» **Material provided**
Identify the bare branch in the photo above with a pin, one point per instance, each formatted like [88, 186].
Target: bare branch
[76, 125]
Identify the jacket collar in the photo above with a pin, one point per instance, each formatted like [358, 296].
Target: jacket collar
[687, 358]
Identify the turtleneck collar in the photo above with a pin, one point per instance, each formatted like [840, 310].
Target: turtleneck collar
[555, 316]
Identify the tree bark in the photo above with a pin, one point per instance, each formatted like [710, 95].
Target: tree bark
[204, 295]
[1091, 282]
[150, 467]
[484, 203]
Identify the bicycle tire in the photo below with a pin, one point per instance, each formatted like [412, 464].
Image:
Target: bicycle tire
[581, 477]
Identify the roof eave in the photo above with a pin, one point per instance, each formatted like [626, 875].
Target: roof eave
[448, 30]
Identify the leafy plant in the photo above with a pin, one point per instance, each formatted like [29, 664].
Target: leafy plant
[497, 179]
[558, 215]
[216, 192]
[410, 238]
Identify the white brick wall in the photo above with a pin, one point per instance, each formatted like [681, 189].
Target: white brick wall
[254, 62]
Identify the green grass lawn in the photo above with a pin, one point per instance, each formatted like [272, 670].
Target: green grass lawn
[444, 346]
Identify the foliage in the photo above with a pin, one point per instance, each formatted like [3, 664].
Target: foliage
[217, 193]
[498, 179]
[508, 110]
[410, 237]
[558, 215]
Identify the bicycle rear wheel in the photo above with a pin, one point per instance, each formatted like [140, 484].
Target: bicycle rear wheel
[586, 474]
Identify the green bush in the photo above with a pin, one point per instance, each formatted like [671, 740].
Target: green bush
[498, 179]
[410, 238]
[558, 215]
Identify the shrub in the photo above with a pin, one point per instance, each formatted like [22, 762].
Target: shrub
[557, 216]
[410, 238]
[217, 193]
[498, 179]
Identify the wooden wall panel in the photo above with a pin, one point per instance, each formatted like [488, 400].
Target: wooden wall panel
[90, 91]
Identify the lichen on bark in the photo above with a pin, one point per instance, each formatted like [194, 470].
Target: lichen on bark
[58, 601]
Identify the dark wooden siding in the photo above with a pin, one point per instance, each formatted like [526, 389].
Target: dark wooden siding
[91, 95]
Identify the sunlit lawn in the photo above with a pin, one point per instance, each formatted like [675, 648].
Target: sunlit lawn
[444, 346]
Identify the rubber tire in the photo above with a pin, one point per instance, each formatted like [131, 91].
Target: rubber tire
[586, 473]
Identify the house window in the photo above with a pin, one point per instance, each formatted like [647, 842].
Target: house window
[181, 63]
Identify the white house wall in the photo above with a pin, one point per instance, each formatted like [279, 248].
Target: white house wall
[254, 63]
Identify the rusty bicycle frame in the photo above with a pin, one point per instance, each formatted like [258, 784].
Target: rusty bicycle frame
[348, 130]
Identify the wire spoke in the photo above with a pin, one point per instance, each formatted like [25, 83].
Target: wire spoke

» **Your objective**
Rewrite every line from the one containing "Identify the shrub" through the final line above, leaving the wording unchanged but shifting each answer coordinate by adding 124 to it.

» **Task response**
Identify the shrub in the photo above with a pin, one point per instance, each formatted like [22, 762].
Target: shrub
[681, 340]
[534, 362]
[341, 317]
[622, 303]
Identify the wooden wall panel in the photo above with a pin, one point per instance, each formatted like [488, 400].
Target: wooden wall panel
[214, 215]
Identify the lichen on bark in the photo above with a pin, one point per instance, each formatted like [194, 470].
Target: lichen on bark
[182, 725]
Identify the dark wooden siding in the photo above with a pin, one point per instance, each formatted like [526, 389].
Target: dark wooden siding
[215, 219]
Identify the sunlit lawn in the photo above with a pin, one point per instance, each formatted like [675, 648].
Target: sunlit lawn
[568, 470]
Identify the rubber tire in the photo above with a pin, one point per instance, each formatted like [131, 91].
Target: rubber tire
[710, 597]
Identify the house window in the photo above with a pin, one point per instance, each formatted like [647, 842].
Target: house window
[305, 187]
Identify the white house wall in the photo above with a pin, one point per instance, each formatted like [279, 248].
Target: white house wall
[378, 187]
Identify the rusty bicycle frame in the photo above with a pin, one point per instance, each formatted like [258, 784].
Target: rusty bicycle frame
[472, 254]
Identify the wire spoke in the photo above with a pin, one point per instance, each formatted like [25, 83].
Target: wire spoke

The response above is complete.